* What you are asked to do
Return the data exactly, with all pictures removed.

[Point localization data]
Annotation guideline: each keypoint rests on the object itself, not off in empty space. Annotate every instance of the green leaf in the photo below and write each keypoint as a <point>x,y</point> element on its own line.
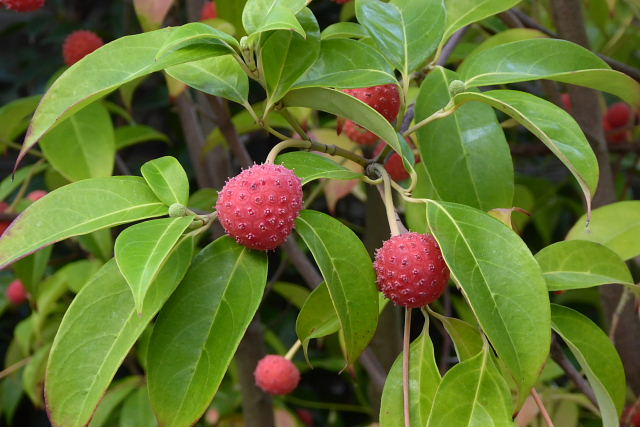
<point>472,393</point>
<point>576,264</point>
<point>118,391</point>
<point>345,63</point>
<point>266,15</point>
<point>553,126</point>
<point>348,272</point>
<point>466,154</point>
<point>598,358</point>
<point>344,30</point>
<point>424,379</point>
<point>82,146</point>
<point>502,283</point>
<point>200,327</point>
<point>406,31</point>
<point>126,136</point>
<point>167,179</point>
<point>143,249</point>
<point>616,226</point>
<point>309,166</point>
<point>285,56</point>
<point>78,208</point>
<point>552,59</point>
<point>219,76</point>
<point>98,330</point>
<point>97,75</point>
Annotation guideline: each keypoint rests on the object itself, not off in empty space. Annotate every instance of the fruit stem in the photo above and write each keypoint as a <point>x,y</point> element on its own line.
<point>293,350</point>
<point>405,366</point>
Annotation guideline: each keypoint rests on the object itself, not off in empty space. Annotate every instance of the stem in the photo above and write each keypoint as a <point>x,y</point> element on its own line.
<point>543,410</point>
<point>405,367</point>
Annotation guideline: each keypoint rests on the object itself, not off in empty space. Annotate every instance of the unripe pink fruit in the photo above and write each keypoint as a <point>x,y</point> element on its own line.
<point>276,375</point>
<point>410,269</point>
<point>259,206</point>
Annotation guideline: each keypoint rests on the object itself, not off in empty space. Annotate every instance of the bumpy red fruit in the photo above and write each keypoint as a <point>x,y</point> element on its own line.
<point>258,207</point>
<point>23,5</point>
<point>209,11</point>
<point>79,44</point>
<point>358,134</point>
<point>410,269</point>
<point>276,375</point>
<point>16,292</point>
<point>385,99</point>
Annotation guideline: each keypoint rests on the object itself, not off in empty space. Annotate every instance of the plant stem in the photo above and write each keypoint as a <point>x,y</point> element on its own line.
<point>406,403</point>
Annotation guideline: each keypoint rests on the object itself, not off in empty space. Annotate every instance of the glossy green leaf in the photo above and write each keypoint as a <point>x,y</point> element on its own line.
<point>466,154</point>
<point>78,208</point>
<point>167,179</point>
<point>309,166</point>
<point>73,89</point>
<point>472,393</point>
<point>616,226</point>
<point>348,272</point>
<point>406,31</point>
<point>575,264</point>
<point>266,15</point>
<point>142,250</point>
<point>200,327</point>
<point>424,379</point>
<point>345,63</point>
<point>219,76</point>
<point>98,330</point>
<point>286,55</point>
<point>552,59</point>
<point>118,391</point>
<point>553,126</point>
<point>342,30</point>
<point>126,136</point>
<point>598,358</point>
<point>502,283</point>
<point>83,145</point>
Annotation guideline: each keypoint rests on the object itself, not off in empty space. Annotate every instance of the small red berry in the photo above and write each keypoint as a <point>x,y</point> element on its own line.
<point>23,5</point>
<point>276,375</point>
<point>410,269</point>
<point>385,99</point>
<point>79,44</point>
<point>16,292</point>
<point>209,11</point>
<point>258,207</point>
<point>358,134</point>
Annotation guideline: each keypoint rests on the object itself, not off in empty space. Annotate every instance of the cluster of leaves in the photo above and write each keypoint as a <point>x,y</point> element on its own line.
<point>187,307</point>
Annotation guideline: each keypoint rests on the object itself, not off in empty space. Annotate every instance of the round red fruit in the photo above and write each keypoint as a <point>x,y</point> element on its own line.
<point>410,269</point>
<point>16,292</point>
<point>276,375</point>
<point>23,5</point>
<point>385,99</point>
<point>259,206</point>
<point>79,44</point>
<point>358,134</point>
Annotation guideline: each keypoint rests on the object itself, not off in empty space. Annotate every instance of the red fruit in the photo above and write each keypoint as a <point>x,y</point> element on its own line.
<point>385,99</point>
<point>358,134</point>
<point>410,269</point>
<point>209,11</point>
<point>276,375</point>
<point>16,292</point>
<point>79,44</point>
<point>258,207</point>
<point>23,5</point>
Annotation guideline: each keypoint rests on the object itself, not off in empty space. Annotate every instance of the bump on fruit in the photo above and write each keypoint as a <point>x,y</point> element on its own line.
<point>259,206</point>
<point>276,375</point>
<point>79,44</point>
<point>410,269</point>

* Answer section
Annotation guideline: each keypoint rests on the object itself, not off in empty space. Annotate every instance of the green leaf in the photo below and write each keypoint as a <point>x,y</point> element on its own line.
<point>472,393</point>
<point>576,264</point>
<point>118,391</point>
<point>345,63</point>
<point>266,15</point>
<point>553,126</point>
<point>348,272</point>
<point>466,154</point>
<point>598,358</point>
<point>344,30</point>
<point>424,379</point>
<point>82,146</point>
<point>502,283</point>
<point>200,327</point>
<point>406,31</point>
<point>126,136</point>
<point>167,179</point>
<point>143,249</point>
<point>616,226</point>
<point>309,166</point>
<point>285,56</point>
<point>78,208</point>
<point>552,59</point>
<point>219,76</point>
<point>98,330</point>
<point>97,75</point>
Annotation guideline: each keypoint rests on the object itself, not off in empty space. Annotate every instance of the fruit stem in the photo above and write each keypoint as a <point>x,y</point> element on its own line.
<point>293,350</point>
<point>405,366</point>
Annotation guideline: each keypoint rests on the object itself, not off in empty space. Annotate every instance of the stem in the photo above and write each keypoint as a <point>x,y</point> element on its own line.
<point>543,410</point>
<point>405,367</point>
Annotation guideline: each keypoint rests on the object itself, not off in empty space. Annotate every instance of the unripe pink fruit in the photo above and write each keypoint as a <point>x,y</point> element on its own line.
<point>276,375</point>
<point>410,269</point>
<point>259,206</point>
Annotation guideline: each keypoint rests on the object itself, not off in empty space. Annotate every instance of the bumpy red fruit in the photo above and write each keypoint as a <point>x,y</point> element on its own line.
<point>258,207</point>
<point>23,5</point>
<point>209,11</point>
<point>79,44</point>
<point>358,134</point>
<point>410,269</point>
<point>276,375</point>
<point>16,292</point>
<point>385,99</point>
Annotation guideline: each keypoint rests on the object itself, not off in empty space. Annotate every instance of the plant stem in the photo above and write each keypoint as a <point>x,y</point> element on its own line.
<point>406,403</point>
Annotation guideline: each keypoint rests on the object itself, not off in empty space. Annotate every instance of the glossy green leaf in the photo above and write each keypoint as a <point>x,y</point> element on its own line.
<point>466,154</point>
<point>78,208</point>
<point>167,179</point>
<point>309,166</point>
<point>73,89</point>
<point>472,393</point>
<point>616,226</point>
<point>348,272</point>
<point>406,31</point>
<point>575,264</point>
<point>266,15</point>
<point>142,250</point>
<point>200,327</point>
<point>424,379</point>
<point>345,63</point>
<point>219,76</point>
<point>98,330</point>
<point>286,55</point>
<point>552,59</point>
<point>118,391</point>
<point>553,126</point>
<point>342,30</point>
<point>126,136</point>
<point>598,358</point>
<point>502,283</point>
<point>83,145</point>
Annotation guideline: each keypoint rests on the object itself, not off in empty space. Annotate every instance of the small red berry in the photo above and write each keypoint as a <point>x,y</point> element on its own line.
<point>23,5</point>
<point>276,375</point>
<point>410,269</point>
<point>385,99</point>
<point>79,44</point>
<point>16,292</point>
<point>209,11</point>
<point>258,207</point>
<point>358,134</point>
Annotation guideline: each keypoint rests on the object itself, not off in empty space. Annotate every instance of the cluster of leaves in the photo above and write each keypoint as a <point>x,y</point> element on its own line.
<point>187,307</point>
Annotation guideline: each keypoint rests on the object itself, not off in empty space. Annotate every instance of the round red fruit in the photo above and write each keypoint as a <point>x,y</point> element on its own line.
<point>410,269</point>
<point>16,292</point>
<point>276,375</point>
<point>23,5</point>
<point>385,99</point>
<point>259,206</point>
<point>79,44</point>
<point>358,134</point>
Annotation guideline: each keypoint rests on the object itself, not off in empty space. Annotate every instance of the red fruit in the photo above and write each keypoint as a <point>x,y</point> element on its own line.
<point>385,99</point>
<point>358,134</point>
<point>410,269</point>
<point>209,11</point>
<point>276,375</point>
<point>16,292</point>
<point>79,44</point>
<point>258,207</point>
<point>23,5</point>
Annotation guideline: each keypoint rests on the object itself, not off in empty space. Annotate every instance of the bump on fruit in the photo above and write each keypoint as a <point>x,y</point> element on its own line.
<point>259,206</point>
<point>276,375</point>
<point>79,44</point>
<point>410,269</point>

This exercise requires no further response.